**TEXTO DE ORIGEM:**
------------------------------------------------------------

Condenando veementemente o que chamou de “atrocidades inimagináveis” cometidas pelo grupo armado Mayi-Mayi Cheka durante uma série de ataques recentes no leste da República Democrática do Congo (RDC), o chefe da missão da ONU no país pediu no sábado (26) que não haja impunidade para tais atos e que o grupo deponha imediatamente suas armas.
Somente em episódios recentes, o Mayi-Mayi Cheka é acusado pela missão da ONU de assassinar brutalmente 34 civis – incluindo 20 crianças.
“Essas atrocidades são inimagináveis e estão contradizendo os valores da humanidade. Isto deve ter consequências. Não pode haver impunidade para tais atos atrozes”, declarou Martin Kobler, chefe da ‘Missão de Estabilização das Nações Unidas na República Democrática do Congo’ (MONUSCO).
Em um comunicado de imprensa emitido no sábado, a missão condenou fortemente vários ataques ao longo das últimas semanas, perpetrados por elementos do Mayi-Mayi Cheka – em alguns casos em conjunto com combatentes do Raïa Mutomboki, em várias aldeias do território de Masisi, na província de Kivu do Norte.
“Peço ao Mayi-Mayi Cheka que abandone imediatamente as armas e pare de manipular diferentes grupos étnicos para seus interesses”, disse Kobler.
As investigações da missão da ONU têm ajudado a confirmar as execuções extrajudiciais em massa de civis, particularmente de crianças entre 6 meses e 17 anos de idade, “bem como outras violações graves dos direitos humanos que podem constituir crimes sob o direito internacional, incluindo crimes contra a humanidade, cometidos durante estes diferentes ataques”.
Em um exemplo, a MONUSCO observa que em 27 de setembro integrantes do Mayi-Mayi Cheka, em colaboração com combatentes do Raïa Mutomboki, atacaram a aldeia de Lwibo, matando pelo menos 16 pessoas, incluindo 14 crianças, e queimando e destruindo 185 casas.
Ban Ki-moon condena assassinato de membro da missão da ONU
No domingo (27), o secretário-geral da ONU condenou “veementemente” a morte de um membro da missão da ONU no país após um conflito com os rebeldes do M23. Ban Ki-moon prometeu que a ONU manterá seu compromisso de tomar “todas as medidas necessárias” para proteger civis no país.
Em um comunicado divulgado por seu porta-voz, em Nova York, o chefe da ONU condenou “nos termos mais fortes” o assassinato de um tanzaniano que ficou sob fogo cruzado no leste da RDC.
De acordo com o comunicado, os ataques ocorreram quando a MONUSCO apoiava uma ação das forças do governo congolês (FARDC) para proteger os civis no eixo Kiwanja-Rutshuru, 25 quilômetros ao norte da principal cidade da região leste, Goma.
“O secretário-geral oferece suas sinceras condolências e solidariedade à família da vítima, e ao Governo da República Unida da Tanzânia”, diz o comunicado.
Por meio da resolução 2.098 do Conselho de Segurança das Nações Unidas, que trata da proteção de civis no leste do país, a missão obteve a permissão de criar uma força especial destinado a realizar operações específicas para “neutralizar e desarmar” o grupo M23, bem como outros rebeldes armados congoleses e grupos estrangeiros.

------------------------------------------------------------

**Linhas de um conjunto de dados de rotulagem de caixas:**
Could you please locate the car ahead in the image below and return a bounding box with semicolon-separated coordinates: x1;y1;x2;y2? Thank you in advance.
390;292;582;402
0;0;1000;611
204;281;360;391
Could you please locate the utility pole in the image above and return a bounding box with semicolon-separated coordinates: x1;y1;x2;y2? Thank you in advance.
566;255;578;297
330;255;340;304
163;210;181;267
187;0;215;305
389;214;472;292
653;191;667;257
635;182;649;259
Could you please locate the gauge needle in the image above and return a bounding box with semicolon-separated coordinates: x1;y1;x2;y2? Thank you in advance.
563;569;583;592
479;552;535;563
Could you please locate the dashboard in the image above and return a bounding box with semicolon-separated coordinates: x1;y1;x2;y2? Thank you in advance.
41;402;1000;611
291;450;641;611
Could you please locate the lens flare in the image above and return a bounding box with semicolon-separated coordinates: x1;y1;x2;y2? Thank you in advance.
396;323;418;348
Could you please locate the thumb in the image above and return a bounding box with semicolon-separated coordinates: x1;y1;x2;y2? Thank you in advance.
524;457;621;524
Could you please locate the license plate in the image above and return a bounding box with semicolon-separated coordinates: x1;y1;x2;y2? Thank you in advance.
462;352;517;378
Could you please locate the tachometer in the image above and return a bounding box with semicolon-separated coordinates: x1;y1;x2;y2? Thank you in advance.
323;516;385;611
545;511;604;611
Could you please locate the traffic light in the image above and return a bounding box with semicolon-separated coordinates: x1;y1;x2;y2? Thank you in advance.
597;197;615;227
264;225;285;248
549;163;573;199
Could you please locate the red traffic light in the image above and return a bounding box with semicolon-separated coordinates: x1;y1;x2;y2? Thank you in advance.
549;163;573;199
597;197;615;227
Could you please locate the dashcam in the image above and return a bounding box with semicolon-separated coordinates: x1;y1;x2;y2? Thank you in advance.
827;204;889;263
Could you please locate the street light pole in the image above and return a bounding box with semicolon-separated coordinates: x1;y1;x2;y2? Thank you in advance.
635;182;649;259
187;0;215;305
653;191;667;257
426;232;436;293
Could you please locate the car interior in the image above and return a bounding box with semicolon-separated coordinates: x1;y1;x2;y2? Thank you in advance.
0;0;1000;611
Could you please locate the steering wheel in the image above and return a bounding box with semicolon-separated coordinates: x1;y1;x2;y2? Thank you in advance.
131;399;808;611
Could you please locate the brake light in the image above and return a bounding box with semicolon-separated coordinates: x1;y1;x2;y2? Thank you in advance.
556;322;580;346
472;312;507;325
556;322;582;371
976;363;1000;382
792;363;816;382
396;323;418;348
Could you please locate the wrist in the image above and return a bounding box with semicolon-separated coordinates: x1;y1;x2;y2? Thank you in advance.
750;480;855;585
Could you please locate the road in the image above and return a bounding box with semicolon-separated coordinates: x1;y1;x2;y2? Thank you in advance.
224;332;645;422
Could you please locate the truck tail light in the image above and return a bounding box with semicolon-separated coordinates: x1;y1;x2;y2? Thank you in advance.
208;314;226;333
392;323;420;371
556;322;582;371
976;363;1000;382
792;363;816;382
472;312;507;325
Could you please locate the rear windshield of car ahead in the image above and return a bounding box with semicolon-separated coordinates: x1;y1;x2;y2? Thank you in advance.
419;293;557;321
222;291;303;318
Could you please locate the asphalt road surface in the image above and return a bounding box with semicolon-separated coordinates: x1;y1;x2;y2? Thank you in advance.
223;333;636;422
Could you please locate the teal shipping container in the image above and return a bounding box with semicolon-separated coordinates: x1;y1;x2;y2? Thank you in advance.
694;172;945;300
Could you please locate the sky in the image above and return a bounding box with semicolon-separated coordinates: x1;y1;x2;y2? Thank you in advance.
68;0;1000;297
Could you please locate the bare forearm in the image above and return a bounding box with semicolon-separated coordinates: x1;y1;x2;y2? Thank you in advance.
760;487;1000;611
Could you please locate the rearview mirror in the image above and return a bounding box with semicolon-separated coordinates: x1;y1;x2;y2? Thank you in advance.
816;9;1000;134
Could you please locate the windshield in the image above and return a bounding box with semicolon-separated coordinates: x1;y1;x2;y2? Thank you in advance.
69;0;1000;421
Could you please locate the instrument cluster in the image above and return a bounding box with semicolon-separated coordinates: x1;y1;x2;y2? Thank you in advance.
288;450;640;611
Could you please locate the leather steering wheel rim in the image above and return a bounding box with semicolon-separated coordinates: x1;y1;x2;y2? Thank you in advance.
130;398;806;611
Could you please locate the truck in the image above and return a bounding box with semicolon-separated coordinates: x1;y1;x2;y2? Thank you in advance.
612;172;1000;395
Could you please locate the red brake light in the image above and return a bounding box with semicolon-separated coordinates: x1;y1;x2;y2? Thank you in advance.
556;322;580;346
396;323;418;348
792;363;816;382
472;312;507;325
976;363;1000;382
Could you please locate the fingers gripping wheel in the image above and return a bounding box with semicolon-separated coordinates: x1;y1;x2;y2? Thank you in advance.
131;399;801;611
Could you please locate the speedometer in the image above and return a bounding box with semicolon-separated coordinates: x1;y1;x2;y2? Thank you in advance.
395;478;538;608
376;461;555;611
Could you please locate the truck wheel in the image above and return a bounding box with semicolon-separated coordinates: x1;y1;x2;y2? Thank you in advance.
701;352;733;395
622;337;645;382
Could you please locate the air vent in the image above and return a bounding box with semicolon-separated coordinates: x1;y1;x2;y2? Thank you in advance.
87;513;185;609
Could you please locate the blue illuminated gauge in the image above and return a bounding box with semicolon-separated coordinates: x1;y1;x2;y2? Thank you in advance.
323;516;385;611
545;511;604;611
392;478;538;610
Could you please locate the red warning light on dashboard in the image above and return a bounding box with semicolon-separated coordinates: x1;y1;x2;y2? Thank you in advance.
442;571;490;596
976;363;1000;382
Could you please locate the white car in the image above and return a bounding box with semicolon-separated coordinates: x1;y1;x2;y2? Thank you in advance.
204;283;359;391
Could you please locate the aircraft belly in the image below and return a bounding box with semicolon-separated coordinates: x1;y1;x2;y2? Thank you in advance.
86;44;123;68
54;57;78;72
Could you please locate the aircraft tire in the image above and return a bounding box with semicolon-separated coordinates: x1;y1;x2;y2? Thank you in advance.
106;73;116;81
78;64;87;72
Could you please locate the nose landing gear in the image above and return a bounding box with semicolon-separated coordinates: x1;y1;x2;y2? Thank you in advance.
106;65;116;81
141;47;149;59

------------------------------------------------------------

**TAREFAS:**
A. Repita, sem alterar nada, o trecho da notícia sobre a RDC que vai de "Condenando veementemente o" até "imediatamente suas armas.".
B. Responda com base na notícia sobre a RDC:
(i) Quantas crianças estão entre os 34 civis que a missão da ONU acusa o Mayi-Mayi Cheka de ter assassinado?
(ii) Quantas casas foram queimadas e destruídas no ataque de 27 de setembro à aldeia de Lwibo?
(iii) A quantos quilômetros ao norte de Goma fica o eixo Kiwanja-Rutshuru?
C. Por favor, dê seguimento à notícia sobre a RDC a partir do ponto em que ela termina.

**RESPOSTAS:**
A.
Condenando veementemente o que chamou de “atrocidades inimagináveis” cometidas pelo grupo armado Mayi-Mayi Cheka durante uma série de ataques recentes no leste da República Democrática do Congo (RDC), o chefe da missão da ONU no país pediu no sábado (26) que não haja impunidade para tais atos e que o grupo deponha imediatamente suas armas.

B.
(i) 20 crianças.
(ii) 185 casas.
(iii) 25 quilômetros.

C.
A chamada “brigada de intervenção” – já em atividade – possui autorização para fazer uso da força contra os rebeldes, com ou sem as forças do governo.
O incidente deste domingo vem após o aumento da tensão na região nos últimos dias. Na sexta-feira (25), o porta-voz da ONU Martin Nesirky disse a jornalistas em Nova York que a MONUSCO estava em “estado de alerta” após confrontos entre forças do governo e os combatentes armados do M23.
A missão informou que as forças governamentais e o M23 haviam entrado em confronto perto Kibumba, cerca de 15 km ao norte de Goma.
Os confrontos continuaram esporadicamente em toda a região leste da RD Congo desde o ano passado, com os rebeldes ocupando momentaneamente Goma, em novembro de 2012. O conflito deslocou mais de 100 mil pessoas, agravando uma crise humanitária na região que inclui 2,7 milhões de deslocados internos e 6,4 milhões de pessoas precisando de alimentos e ajuda de emergência.
Enviada da ONU ao país afirma que governo e rebeldes devem permanecer empenhados no processo político
Em um encontro após visita à região dos Grandes Lagos na África, membros do Conselho de Segurança da ONU escutaram relatos dos enviados especiais da ONU à região pedindo avanços nos esforços para paz regional, após um impasse nas negociações de Kampala entre o governo e o M23.
“As partes chegaram a um consenso em oito dos 12 artigos do projeto em discussão”, disse a enviada especial do secretário-geral para a Região dos Grandes Lagos, Mary Robinson. “No entanto, [eles] acharam difícil chegar a um acordo sobre certas questões que permaneceram problemáticas ao longo das negociações, como a anistia, o desarmamento e a integração do M23”. As negociações começaram em 17 de outubro.
Robinson observou que as partes haviam concordado em se reunir em breve para superar suas diferenças, acrescentando que é fundamental que eles “continuem empenhados em concluir rapidamente o processo de Kampala”.
Martin Kobler pediu “especialmente ao M23 para usar a dinâmica dos últimos dias de forma mais construtiva e sem demora para resolver nos próximos dias as questões remanescentes e trazer de volta a paz para o leste da RDC”.
Os representantes da ONU também ressaltaram a urgência para a implementação do Quadro para a Paz, Segurança e Cooperação para a RDC e região. Assinado no início deste ano, o quadro é uma abordagem extensiva para trazer a paz sustentável para a região.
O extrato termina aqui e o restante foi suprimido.